___ Supplied records ___

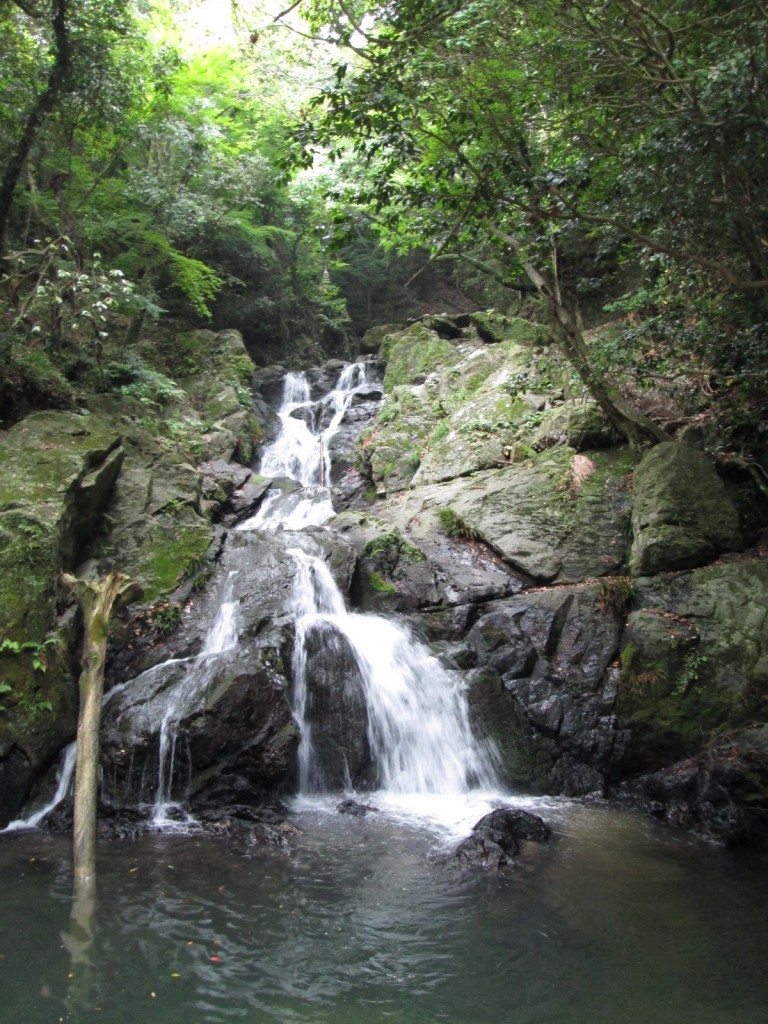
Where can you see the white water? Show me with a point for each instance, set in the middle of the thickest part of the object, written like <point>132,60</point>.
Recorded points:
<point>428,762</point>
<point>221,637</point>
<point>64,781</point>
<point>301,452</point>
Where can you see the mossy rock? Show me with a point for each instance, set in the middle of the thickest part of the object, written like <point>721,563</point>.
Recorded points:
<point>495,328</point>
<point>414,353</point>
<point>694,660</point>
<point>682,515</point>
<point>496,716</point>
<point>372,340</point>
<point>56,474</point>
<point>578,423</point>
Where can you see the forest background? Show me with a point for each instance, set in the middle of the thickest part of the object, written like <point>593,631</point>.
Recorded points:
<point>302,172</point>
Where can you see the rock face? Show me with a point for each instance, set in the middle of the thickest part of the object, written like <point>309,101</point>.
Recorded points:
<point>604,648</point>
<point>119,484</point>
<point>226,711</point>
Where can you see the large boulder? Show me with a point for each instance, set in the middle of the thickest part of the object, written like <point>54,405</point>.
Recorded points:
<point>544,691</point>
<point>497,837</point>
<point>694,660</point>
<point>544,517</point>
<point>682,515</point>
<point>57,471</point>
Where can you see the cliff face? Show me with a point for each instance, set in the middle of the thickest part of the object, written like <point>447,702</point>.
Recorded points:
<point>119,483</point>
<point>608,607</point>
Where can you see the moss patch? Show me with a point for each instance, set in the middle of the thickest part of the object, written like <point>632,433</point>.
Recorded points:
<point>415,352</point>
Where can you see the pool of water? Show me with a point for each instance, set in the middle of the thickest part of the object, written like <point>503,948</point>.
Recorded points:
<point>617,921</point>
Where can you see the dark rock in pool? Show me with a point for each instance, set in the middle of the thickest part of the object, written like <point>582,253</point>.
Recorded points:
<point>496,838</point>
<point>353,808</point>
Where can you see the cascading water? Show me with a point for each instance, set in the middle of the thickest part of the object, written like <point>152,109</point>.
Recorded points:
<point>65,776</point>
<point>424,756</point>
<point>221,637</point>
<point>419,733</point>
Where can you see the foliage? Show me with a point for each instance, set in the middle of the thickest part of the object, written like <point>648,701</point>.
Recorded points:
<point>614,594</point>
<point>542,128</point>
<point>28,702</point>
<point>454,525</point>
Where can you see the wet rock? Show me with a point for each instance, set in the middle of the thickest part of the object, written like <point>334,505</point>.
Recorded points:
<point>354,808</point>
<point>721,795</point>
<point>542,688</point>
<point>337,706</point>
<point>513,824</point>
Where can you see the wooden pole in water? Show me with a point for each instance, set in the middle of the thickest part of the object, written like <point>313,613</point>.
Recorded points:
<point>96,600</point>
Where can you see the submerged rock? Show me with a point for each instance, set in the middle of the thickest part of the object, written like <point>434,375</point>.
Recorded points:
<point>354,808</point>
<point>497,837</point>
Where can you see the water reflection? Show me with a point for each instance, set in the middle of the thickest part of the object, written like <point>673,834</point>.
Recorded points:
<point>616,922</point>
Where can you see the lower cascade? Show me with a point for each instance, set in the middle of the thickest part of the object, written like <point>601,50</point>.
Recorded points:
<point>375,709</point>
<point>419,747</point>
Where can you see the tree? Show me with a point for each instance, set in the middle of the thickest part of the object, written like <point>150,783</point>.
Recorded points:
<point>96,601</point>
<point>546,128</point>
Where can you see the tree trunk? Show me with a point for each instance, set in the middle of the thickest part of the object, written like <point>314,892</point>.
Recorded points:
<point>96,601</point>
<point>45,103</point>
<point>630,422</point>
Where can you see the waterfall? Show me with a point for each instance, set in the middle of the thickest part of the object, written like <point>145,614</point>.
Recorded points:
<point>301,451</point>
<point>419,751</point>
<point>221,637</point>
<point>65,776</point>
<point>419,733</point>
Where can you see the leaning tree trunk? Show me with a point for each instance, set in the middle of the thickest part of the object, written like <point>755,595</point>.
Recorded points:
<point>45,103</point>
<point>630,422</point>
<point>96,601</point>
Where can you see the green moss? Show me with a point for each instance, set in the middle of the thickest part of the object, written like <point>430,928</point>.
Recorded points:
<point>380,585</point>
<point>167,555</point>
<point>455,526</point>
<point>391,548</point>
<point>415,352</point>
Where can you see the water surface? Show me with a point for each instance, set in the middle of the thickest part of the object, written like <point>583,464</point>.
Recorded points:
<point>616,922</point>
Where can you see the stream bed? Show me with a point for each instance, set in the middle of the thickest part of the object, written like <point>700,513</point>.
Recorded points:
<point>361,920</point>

___
___ Supplied records ___

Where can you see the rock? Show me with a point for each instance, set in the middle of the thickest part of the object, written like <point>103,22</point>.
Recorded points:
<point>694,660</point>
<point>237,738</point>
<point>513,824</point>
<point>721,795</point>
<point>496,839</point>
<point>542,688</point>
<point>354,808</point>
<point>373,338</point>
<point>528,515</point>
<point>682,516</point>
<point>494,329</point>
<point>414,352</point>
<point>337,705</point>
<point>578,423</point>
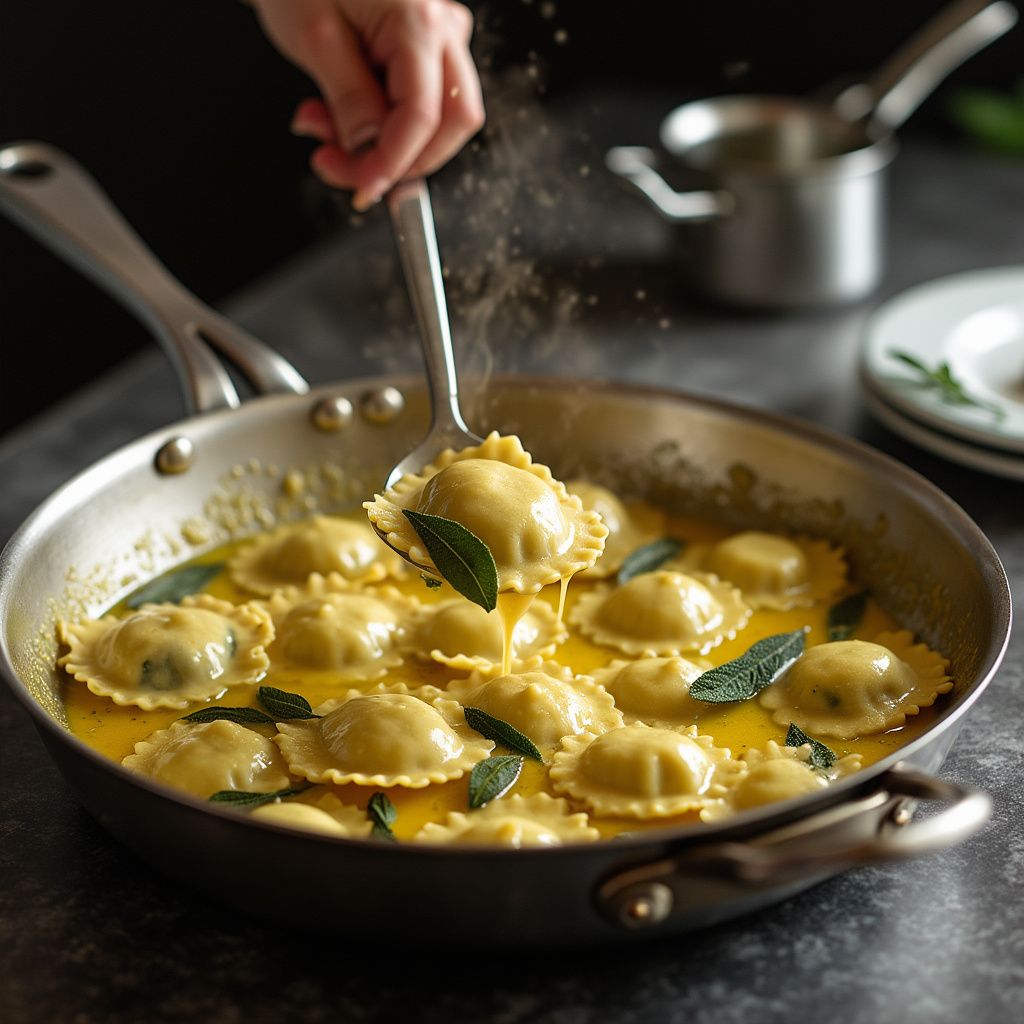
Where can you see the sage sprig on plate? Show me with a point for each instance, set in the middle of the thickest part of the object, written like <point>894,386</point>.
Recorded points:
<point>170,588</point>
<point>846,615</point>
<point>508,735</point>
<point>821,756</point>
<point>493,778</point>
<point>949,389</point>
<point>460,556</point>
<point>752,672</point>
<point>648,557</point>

___

*Directive*
Swap "moss patch" for "lichen patch" in the part that opens with the line containing "Where can you see the cliff" and closes with the line containing "<point>617,921</point>". Give back only those lines, leaving everything else in them unchanged.

*Answer to the task*
Where can you see the cliff face? Show me with a point for each instance, set in the middle of the thickest part of the object, written like <point>447,702</point>.
Recorded points:
<point>119,483</point>
<point>608,607</point>
Where can you see the lichen patch? Show me with a point for each instance, set in the middle of the thickest part of the object, written like <point>632,433</point>.
Recorded points:
<point>415,352</point>
Where can you see the pool of water? Show me with a point for each instance, set in the middle of the thickest part of the object, written like <point>503,948</point>.
Recorded points:
<point>617,921</point>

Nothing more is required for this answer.